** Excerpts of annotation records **
'''

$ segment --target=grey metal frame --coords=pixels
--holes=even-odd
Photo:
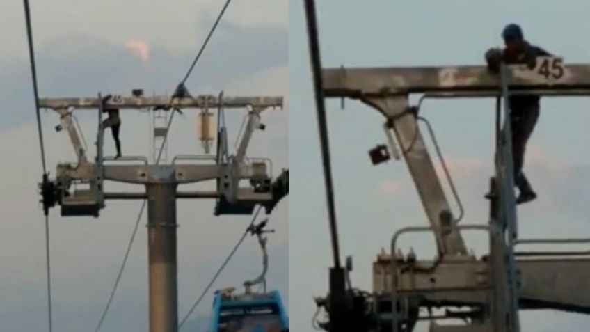
[[[399,155],[404,157],[430,222],[431,226],[426,228],[434,232],[439,254],[444,260],[468,258],[467,248],[459,232],[461,226],[454,222],[456,219],[450,214],[449,203],[425,148],[416,119],[408,112],[408,95],[424,93],[425,97],[439,98],[503,97],[504,103],[501,113],[504,126],[502,134],[506,138],[510,137],[507,97],[511,94],[590,96],[590,65],[566,65],[564,74],[557,79],[548,79],[525,65],[502,65],[500,74],[491,72],[484,66],[348,69],[340,67],[323,70],[322,78],[326,97],[358,99],[385,116],[388,120],[385,130],[392,129],[398,142],[396,145],[393,136],[388,132],[389,145],[396,159]],[[518,332],[519,308],[534,307],[590,313],[590,301],[584,301],[580,295],[582,292],[586,298],[590,297],[590,294],[587,294],[590,292],[585,290],[587,287],[580,290],[578,287],[576,294],[567,287],[566,283],[557,284],[536,274],[542,271],[543,275],[556,278],[559,276],[559,280],[573,278],[573,274],[552,272],[563,267],[570,271],[575,269],[580,275],[590,276],[590,252],[575,253],[578,255],[589,254],[587,258],[576,259],[558,257],[559,253],[552,258],[542,261],[516,259],[518,253],[514,253],[513,247],[519,242],[512,191],[514,179],[511,141],[510,139],[502,141],[497,150],[495,177],[495,185],[500,193],[500,200],[491,207],[490,226],[502,230],[502,236],[491,236],[488,264],[494,290],[486,303],[488,310],[486,319],[491,324],[452,328],[433,325],[433,331]],[[411,149],[404,151],[404,147],[408,147],[410,143]],[[531,255],[528,256],[534,255],[529,253]],[[393,248],[391,255],[390,273],[394,275],[397,273],[394,261],[399,256],[395,255]],[[472,268],[470,264],[466,262],[459,269],[463,269],[463,273],[467,274]],[[437,273],[436,266],[432,273]],[[580,283],[572,283],[580,286]],[[394,294],[391,296],[395,300],[396,289],[392,288]],[[559,290],[560,293],[552,290]],[[378,290],[376,292],[378,294]],[[420,294],[427,296],[426,293]],[[454,295],[449,293],[445,296]],[[466,305],[468,303],[465,301]],[[393,318],[397,319],[397,316]],[[394,332],[399,332],[395,322],[392,326]]]
[[[202,108],[215,106],[224,108],[253,107],[255,118],[269,108],[282,106],[282,97],[218,97],[210,95],[195,98],[174,98],[169,97],[127,97],[115,96],[106,103],[120,111],[129,109],[152,107]],[[67,129],[72,143],[78,157],[76,164],[63,164],[57,166],[55,182],[61,191],[58,203],[63,215],[94,215],[104,207],[105,199],[146,199],[148,200],[149,288],[150,288],[150,331],[152,332],[177,332],[178,330],[177,246],[176,246],[176,199],[177,198],[218,198],[225,196],[232,203],[250,202],[264,204],[271,201],[273,193],[255,192],[253,189],[239,187],[241,179],[268,178],[265,162],[248,162],[245,159],[246,150],[253,132],[257,127],[257,120],[253,120],[242,138],[237,156],[230,160],[222,160],[220,156],[182,155],[175,157],[171,164],[149,164],[145,157],[125,157],[117,159],[121,161],[140,161],[143,164],[106,165],[114,161],[103,155],[104,128],[102,126],[102,95],[97,98],[41,99],[40,107],[56,111],[61,116],[63,126]],[[76,109],[98,109],[98,133],[97,134],[97,155],[95,163],[88,161],[78,133],[71,120],[70,108]],[[250,123],[250,122],[249,122]],[[226,144],[224,146],[227,146]],[[227,154],[225,149],[218,151]],[[189,160],[191,164],[176,164],[177,160]],[[213,164],[203,161],[214,161]],[[182,184],[194,183],[208,180],[221,180],[221,185],[214,191],[179,192]],[[105,180],[143,184],[143,193],[104,192]],[[89,190],[68,193],[70,185],[77,182],[89,183]],[[228,186],[225,186],[228,184]],[[67,212],[64,212],[66,211]]]

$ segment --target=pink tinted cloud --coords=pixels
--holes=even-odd
[[[131,49],[144,62],[150,60],[150,45],[141,40],[129,40],[125,43],[125,47]]]

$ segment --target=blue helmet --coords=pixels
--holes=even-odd
[[[523,29],[518,24],[513,23],[508,24],[502,31],[502,38],[504,40],[523,40]]]

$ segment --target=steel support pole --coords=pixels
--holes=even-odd
[[[146,184],[150,332],[177,332],[175,183]]]

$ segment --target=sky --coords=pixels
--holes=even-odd
[[[584,0],[341,0],[337,7],[333,1],[316,2],[324,67],[481,64],[488,47],[501,45],[502,28],[511,22],[520,24],[531,42],[564,56],[566,63],[590,61],[590,45],[581,38],[590,31],[586,18],[590,3]],[[302,1],[291,1],[289,10],[294,110],[289,159],[294,179],[290,314],[292,329],[303,331],[312,330],[312,297],[327,292],[332,253]],[[346,100],[344,110],[340,104],[332,100],[326,105],[342,255],[353,258],[354,285],[371,290],[372,264],[393,233],[404,226],[426,226],[427,219],[403,161],[371,166],[367,151],[386,141],[382,116],[357,101]],[[587,141],[589,106],[587,98],[543,100],[525,166],[539,198],[518,209],[522,238],[587,237],[590,157],[581,152]],[[421,110],[433,126],[458,188],[464,223],[487,221],[483,196],[493,174],[493,110],[490,100],[427,100]],[[443,185],[449,197],[448,186]],[[478,255],[486,253],[485,237],[470,233],[464,237]],[[406,253],[413,247],[419,258],[436,253],[428,235],[408,235],[400,246]],[[296,271],[305,278],[294,278]],[[522,313],[521,321],[523,332],[567,331],[584,331],[590,318],[541,311]],[[418,331],[426,330],[422,326]]]
[[[103,93],[170,93],[182,78],[219,10],[221,1],[99,2],[31,1],[41,97],[93,97]],[[276,176],[289,167],[288,8],[286,1],[236,1],[189,79],[193,95],[282,95],[283,110],[264,113],[266,125],[253,139],[248,156],[273,160]],[[47,330],[45,226],[38,203],[39,143],[22,3],[0,3],[0,331]],[[56,15],[55,13],[59,13]],[[93,112],[75,111],[93,156]],[[244,112],[228,111],[230,139]],[[151,154],[146,113],[122,114],[124,155]],[[202,153],[196,113],[176,116],[168,161],[179,154]],[[75,156],[58,116],[42,113],[47,165]],[[113,155],[110,134],[106,153]],[[111,191],[138,190],[108,183]],[[187,187],[190,188],[190,187]],[[108,299],[133,230],[141,202],[107,202],[99,219],[62,218],[51,212],[54,331],[94,329]],[[240,237],[250,216],[213,216],[212,201],[177,203],[179,315],[182,319]],[[288,198],[270,216],[269,287],[288,306]],[[147,331],[146,217],[141,222],[125,273],[101,331]],[[214,289],[255,277],[262,257],[248,237]],[[208,317],[212,297],[193,314]],[[187,324],[188,325],[188,324]]]

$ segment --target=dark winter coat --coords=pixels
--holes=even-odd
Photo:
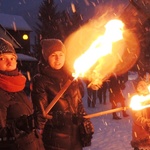
[[[132,147],[150,148],[150,108],[132,112]]]
[[[125,89],[125,83],[124,80],[121,76],[112,76],[110,78],[109,82],[109,97],[110,97],[110,102],[115,101],[117,102],[122,102],[125,100],[122,94],[122,90]]]
[[[54,99],[64,84],[70,80],[64,69],[53,70],[49,66],[33,78],[31,93],[39,128],[43,130],[43,142],[46,150],[81,150],[79,124],[83,122],[85,111],[82,105],[77,81],[73,81],[63,96],[49,112],[52,119],[44,119],[39,102],[44,108]],[[71,79],[72,80],[72,79]],[[81,117],[80,117],[81,116]]]
[[[27,127],[27,116],[32,114],[31,100],[23,90],[0,88],[0,150],[44,150],[38,132]]]

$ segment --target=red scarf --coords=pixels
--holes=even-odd
[[[0,74],[0,88],[8,92],[18,92],[24,89],[26,78],[22,74],[7,76]]]

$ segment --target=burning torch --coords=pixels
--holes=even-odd
[[[75,73],[72,74],[74,80],[76,80],[79,76],[83,77],[84,73],[86,73],[97,62],[98,59],[108,54],[111,54],[113,42],[123,39],[123,26],[123,22],[117,19],[111,20],[105,25],[106,31],[104,35],[99,36],[91,44],[88,50],[76,59],[74,63]],[[68,89],[68,87],[74,80],[68,80],[66,84],[62,87],[62,89],[58,92],[56,97],[47,106],[47,108],[45,110],[43,109],[43,115],[45,117],[49,116],[48,113],[50,112],[50,110],[53,108],[53,106],[57,103],[57,101],[60,99],[60,97],[64,94],[64,92]],[[51,118],[51,116],[49,116],[48,118]]]
[[[138,111],[150,107],[150,85],[147,85],[145,81],[140,81],[137,91],[141,95],[137,94],[131,98],[130,108]]]

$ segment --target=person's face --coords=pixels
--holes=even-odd
[[[65,54],[62,51],[56,51],[48,57],[48,63],[53,69],[61,69],[65,63]]]
[[[15,55],[8,53],[8,54],[1,54],[0,55],[0,70],[1,71],[12,71],[15,70],[17,66],[17,58]]]

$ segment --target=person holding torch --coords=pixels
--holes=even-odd
[[[44,150],[17,58],[13,45],[0,38],[0,150]]]
[[[79,82],[65,67],[66,48],[59,39],[43,39],[41,47],[44,60],[33,78],[31,96],[45,149],[82,150],[91,145],[94,130],[91,121],[83,117],[86,112]],[[71,85],[45,114],[68,80]]]
[[[150,92],[145,81],[137,84],[137,95],[131,99],[132,108],[132,140],[134,150],[150,150]]]

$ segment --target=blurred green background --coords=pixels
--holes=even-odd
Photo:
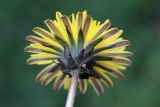
[[[98,97],[92,88],[78,94],[75,107],[160,107],[160,0],[0,0],[0,107],[64,107],[67,91],[52,91],[34,80],[43,66],[28,66],[25,37],[34,26],[87,10],[95,19],[110,19],[131,41],[133,64],[123,80],[113,79]]]

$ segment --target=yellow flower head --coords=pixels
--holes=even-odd
[[[40,83],[47,85],[55,79],[54,89],[68,89],[76,70],[82,93],[91,84],[98,95],[103,95],[102,84],[113,86],[109,76],[124,78],[121,70],[131,64],[127,57],[132,53],[125,51],[129,41],[121,37],[121,29],[109,28],[109,20],[101,24],[86,11],[71,17],[56,12],[55,20],[44,23],[49,30],[33,28],[36,36],[27,36],[32,43],[25,48],[32,53],[28,64],[47,65],[36,77]]]

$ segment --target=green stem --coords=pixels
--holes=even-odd
[[[75,71],[75,73],[72,76],[72,82],[71,82],[69,92],[68,92],[66,107],[73,107],[74,105],[76,89],[77,89],[77,84],[78,84],[78,77],[79,77],[79,72]]]

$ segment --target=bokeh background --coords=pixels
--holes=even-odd
[[[34,26],[87,10],[95,19],[110,19],[131,41],[133,64],[123,80],[113,79],[98,97],[92,88],[78,94],[75,107],[160,107],[160,0],[0,0],[0,107],[64,107],[67,91],[35,83],[42,66],[28,66],[25,37]]]

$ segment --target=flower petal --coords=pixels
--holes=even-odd
[[[64,84],[64,77],[65,75],[61,74],[60,76],[56,78],[54,85],[53,85],[54,90],[59,90],[62,87],[62,85]]]

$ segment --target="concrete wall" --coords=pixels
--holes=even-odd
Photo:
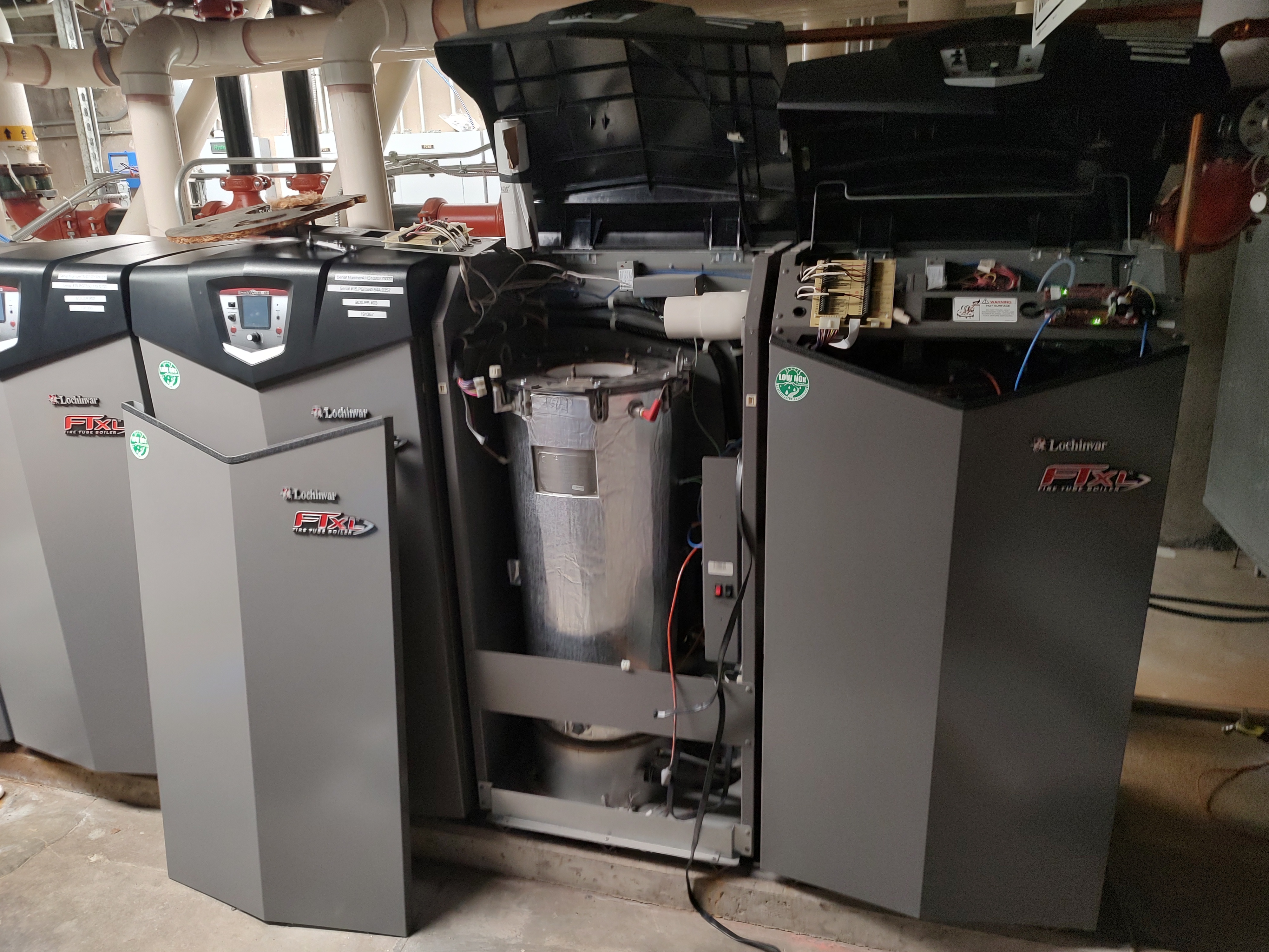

'''

Extract every line of the entries above that contains the word "background", matching its case exactly.

** Answer to the exercise **
$ segment --target=blurred green background --coords=pixels
$ segment --target=bokeh background --coords=pixels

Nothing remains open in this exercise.